- **Your assignment**
From the data below, copy each line that includes the word "player".
── Records for the task ──
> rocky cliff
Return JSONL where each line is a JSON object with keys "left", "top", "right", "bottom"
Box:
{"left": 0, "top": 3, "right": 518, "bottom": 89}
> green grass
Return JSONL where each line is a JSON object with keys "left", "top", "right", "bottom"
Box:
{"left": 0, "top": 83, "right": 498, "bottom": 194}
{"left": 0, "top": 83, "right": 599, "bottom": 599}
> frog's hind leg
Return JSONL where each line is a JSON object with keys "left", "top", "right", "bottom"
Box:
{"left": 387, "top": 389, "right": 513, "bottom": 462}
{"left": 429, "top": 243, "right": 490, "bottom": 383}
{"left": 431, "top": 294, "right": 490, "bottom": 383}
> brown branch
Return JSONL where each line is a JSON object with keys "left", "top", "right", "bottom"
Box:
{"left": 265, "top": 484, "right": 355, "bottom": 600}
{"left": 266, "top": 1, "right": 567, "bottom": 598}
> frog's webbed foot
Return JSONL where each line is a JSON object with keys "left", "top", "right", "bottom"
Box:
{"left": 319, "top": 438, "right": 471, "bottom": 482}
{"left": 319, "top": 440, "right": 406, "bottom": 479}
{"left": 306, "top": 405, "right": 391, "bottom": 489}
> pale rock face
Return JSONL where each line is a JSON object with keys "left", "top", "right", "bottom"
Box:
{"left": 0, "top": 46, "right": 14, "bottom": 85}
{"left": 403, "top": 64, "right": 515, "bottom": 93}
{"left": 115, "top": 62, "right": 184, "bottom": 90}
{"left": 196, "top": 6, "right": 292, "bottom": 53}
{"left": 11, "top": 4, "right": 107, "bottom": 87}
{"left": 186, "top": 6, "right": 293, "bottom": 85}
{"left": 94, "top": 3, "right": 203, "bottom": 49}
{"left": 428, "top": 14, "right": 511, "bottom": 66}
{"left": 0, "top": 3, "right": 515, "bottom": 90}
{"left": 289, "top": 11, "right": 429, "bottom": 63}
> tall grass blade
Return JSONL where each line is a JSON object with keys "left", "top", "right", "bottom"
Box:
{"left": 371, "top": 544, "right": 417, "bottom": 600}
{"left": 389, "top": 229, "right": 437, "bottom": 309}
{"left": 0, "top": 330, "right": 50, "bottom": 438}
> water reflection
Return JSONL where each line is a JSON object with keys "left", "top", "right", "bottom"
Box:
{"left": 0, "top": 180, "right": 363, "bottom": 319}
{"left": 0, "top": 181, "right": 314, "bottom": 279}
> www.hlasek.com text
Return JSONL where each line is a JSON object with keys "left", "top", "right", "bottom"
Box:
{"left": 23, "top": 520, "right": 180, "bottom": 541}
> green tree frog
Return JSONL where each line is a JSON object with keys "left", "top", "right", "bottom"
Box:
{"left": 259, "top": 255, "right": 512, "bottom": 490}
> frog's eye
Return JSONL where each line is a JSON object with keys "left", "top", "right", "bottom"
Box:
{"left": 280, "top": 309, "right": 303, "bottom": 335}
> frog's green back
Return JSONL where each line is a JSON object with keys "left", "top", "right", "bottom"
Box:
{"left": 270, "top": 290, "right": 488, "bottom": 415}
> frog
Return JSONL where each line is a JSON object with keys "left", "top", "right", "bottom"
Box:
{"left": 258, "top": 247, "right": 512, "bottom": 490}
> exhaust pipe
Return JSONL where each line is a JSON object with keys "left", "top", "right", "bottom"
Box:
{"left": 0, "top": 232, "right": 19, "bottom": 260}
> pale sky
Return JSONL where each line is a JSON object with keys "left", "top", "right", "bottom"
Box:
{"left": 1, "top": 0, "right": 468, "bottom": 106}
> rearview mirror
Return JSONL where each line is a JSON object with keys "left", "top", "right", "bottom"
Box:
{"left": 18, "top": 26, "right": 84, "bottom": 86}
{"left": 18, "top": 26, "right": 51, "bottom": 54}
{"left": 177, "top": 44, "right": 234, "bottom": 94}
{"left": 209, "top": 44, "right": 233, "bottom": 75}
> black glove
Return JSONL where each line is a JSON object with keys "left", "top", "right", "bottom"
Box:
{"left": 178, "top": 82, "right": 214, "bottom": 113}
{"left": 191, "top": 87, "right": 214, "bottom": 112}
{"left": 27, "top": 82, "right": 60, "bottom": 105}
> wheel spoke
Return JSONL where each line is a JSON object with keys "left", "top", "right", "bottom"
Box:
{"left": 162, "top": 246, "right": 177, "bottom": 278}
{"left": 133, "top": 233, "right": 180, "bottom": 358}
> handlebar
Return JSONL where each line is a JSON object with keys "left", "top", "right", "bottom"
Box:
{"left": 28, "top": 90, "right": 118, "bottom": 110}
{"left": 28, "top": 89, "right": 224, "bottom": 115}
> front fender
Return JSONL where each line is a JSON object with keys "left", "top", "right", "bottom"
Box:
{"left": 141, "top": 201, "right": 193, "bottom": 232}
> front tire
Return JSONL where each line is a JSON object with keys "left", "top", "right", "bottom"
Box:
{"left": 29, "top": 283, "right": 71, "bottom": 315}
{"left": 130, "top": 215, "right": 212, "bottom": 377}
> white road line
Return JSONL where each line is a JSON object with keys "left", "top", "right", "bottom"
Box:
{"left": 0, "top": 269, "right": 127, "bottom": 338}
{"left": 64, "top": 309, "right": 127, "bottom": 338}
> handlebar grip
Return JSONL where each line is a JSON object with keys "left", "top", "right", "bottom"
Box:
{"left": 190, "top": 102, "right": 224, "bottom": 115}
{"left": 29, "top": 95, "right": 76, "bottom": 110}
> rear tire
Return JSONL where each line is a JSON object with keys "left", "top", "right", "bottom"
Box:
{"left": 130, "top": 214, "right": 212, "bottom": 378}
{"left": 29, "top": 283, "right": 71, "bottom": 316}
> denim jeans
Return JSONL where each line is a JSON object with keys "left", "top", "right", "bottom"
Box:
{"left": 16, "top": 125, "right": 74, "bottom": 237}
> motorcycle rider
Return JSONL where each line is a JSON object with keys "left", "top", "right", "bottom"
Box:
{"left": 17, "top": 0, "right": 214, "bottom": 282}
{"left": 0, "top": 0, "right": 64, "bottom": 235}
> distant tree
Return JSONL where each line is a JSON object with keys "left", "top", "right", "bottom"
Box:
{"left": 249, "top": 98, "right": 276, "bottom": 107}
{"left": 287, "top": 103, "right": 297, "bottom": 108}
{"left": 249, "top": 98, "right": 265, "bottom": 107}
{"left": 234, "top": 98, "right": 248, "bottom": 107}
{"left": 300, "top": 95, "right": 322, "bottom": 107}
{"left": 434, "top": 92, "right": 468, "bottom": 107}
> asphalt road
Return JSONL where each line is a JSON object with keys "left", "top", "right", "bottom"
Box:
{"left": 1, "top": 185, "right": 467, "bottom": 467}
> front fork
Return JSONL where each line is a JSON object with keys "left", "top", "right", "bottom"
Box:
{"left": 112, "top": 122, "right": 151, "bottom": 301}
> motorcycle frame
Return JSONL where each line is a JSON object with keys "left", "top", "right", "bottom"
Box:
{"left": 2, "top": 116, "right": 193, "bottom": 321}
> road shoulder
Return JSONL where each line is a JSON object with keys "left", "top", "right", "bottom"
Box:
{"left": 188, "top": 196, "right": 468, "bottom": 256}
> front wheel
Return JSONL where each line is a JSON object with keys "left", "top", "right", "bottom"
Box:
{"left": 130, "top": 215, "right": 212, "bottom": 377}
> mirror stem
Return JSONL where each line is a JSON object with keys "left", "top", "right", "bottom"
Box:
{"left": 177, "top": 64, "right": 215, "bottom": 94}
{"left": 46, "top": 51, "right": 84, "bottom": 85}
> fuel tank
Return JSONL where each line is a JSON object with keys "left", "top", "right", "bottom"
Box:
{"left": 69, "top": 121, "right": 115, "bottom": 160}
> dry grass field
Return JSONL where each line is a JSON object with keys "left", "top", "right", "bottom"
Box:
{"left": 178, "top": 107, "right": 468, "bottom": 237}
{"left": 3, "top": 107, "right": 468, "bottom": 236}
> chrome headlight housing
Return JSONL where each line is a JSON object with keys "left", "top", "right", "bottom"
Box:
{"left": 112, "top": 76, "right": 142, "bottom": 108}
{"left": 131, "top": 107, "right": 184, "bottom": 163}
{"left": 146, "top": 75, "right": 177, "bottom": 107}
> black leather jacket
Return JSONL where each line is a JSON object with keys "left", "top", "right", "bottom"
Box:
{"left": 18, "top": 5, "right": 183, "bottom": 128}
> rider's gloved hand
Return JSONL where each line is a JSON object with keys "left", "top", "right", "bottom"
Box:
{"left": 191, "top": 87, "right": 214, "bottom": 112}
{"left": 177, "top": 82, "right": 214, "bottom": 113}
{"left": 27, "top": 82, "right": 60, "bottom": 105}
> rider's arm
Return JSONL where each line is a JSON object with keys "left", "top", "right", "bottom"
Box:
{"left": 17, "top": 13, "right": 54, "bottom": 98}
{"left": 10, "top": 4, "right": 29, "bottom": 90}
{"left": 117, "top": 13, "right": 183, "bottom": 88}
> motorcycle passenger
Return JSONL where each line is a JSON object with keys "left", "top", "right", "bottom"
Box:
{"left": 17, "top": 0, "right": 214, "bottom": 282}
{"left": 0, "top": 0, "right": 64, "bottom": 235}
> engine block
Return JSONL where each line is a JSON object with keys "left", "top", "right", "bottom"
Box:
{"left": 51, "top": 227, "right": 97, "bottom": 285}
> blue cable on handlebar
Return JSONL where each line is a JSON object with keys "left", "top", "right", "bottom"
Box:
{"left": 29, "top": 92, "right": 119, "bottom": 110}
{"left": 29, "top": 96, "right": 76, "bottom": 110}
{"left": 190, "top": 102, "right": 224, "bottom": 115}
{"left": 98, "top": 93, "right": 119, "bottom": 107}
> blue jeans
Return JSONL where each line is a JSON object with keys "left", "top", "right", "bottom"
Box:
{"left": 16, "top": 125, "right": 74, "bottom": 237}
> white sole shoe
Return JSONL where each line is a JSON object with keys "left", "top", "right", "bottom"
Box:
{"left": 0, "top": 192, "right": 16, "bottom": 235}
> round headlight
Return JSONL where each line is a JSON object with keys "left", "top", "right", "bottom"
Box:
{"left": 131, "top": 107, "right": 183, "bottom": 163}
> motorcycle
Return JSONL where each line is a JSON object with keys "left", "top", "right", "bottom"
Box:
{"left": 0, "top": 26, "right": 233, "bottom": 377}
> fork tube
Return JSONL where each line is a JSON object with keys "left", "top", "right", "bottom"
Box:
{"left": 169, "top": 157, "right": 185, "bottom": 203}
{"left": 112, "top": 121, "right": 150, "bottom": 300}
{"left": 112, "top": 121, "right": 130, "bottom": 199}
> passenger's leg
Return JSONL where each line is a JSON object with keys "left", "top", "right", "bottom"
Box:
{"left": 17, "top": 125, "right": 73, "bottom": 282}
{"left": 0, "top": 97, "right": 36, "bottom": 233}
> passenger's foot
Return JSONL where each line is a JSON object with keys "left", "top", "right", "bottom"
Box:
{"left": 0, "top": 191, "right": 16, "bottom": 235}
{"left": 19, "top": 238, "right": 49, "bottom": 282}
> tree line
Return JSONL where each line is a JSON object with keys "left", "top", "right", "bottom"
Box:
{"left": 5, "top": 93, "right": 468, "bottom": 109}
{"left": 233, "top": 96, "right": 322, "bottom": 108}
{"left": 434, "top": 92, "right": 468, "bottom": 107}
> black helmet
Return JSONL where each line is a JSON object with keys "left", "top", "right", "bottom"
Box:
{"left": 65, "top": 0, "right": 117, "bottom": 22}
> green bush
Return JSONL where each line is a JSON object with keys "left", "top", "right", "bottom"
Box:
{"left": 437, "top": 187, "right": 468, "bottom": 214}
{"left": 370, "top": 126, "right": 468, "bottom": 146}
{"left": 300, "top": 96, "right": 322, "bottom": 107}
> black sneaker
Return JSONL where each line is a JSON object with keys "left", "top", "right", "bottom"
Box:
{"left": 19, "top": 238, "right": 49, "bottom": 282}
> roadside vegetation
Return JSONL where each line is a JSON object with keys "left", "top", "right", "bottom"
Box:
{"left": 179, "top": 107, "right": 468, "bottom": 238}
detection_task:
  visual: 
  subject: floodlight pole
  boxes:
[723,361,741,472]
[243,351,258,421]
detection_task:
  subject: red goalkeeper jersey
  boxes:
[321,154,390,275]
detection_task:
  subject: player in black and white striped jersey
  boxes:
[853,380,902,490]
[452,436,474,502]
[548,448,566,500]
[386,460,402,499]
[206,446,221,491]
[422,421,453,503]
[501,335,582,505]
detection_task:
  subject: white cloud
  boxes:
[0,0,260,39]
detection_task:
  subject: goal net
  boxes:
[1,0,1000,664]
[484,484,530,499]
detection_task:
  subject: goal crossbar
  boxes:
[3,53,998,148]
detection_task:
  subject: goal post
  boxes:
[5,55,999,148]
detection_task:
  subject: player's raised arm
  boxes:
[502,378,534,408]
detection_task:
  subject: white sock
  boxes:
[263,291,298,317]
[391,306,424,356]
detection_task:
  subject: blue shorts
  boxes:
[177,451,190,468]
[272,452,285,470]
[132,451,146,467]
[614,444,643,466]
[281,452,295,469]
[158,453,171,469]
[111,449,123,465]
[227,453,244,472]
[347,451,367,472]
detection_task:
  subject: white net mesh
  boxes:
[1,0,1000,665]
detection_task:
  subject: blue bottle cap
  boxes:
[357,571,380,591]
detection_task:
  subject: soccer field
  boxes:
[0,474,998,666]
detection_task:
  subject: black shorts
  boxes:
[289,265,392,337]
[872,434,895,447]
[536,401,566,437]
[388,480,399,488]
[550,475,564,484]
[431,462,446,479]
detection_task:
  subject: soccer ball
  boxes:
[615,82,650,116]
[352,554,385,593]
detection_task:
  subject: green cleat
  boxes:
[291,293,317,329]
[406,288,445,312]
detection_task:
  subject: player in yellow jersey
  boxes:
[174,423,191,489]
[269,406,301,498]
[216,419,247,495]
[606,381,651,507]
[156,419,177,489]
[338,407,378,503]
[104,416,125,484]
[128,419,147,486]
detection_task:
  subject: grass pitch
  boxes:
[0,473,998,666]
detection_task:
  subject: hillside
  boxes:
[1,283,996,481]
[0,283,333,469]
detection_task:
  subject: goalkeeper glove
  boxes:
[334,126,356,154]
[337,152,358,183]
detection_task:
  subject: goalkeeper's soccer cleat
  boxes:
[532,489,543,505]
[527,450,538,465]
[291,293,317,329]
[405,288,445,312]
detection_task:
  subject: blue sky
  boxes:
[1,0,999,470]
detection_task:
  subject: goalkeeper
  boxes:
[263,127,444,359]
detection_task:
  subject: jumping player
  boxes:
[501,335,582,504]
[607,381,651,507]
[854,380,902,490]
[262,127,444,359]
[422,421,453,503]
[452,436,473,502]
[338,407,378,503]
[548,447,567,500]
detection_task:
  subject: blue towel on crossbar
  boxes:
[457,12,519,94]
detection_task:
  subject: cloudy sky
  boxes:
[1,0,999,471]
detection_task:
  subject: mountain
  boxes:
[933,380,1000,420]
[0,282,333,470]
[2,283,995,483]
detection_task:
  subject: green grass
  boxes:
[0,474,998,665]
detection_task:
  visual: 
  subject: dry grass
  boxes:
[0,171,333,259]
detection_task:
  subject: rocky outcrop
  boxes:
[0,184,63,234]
───
- **Result for this exercise**
  subject: player in black and white striped jersey
  subject: player's raised arm
  subject: player in yellow jersey
  subject: jumping player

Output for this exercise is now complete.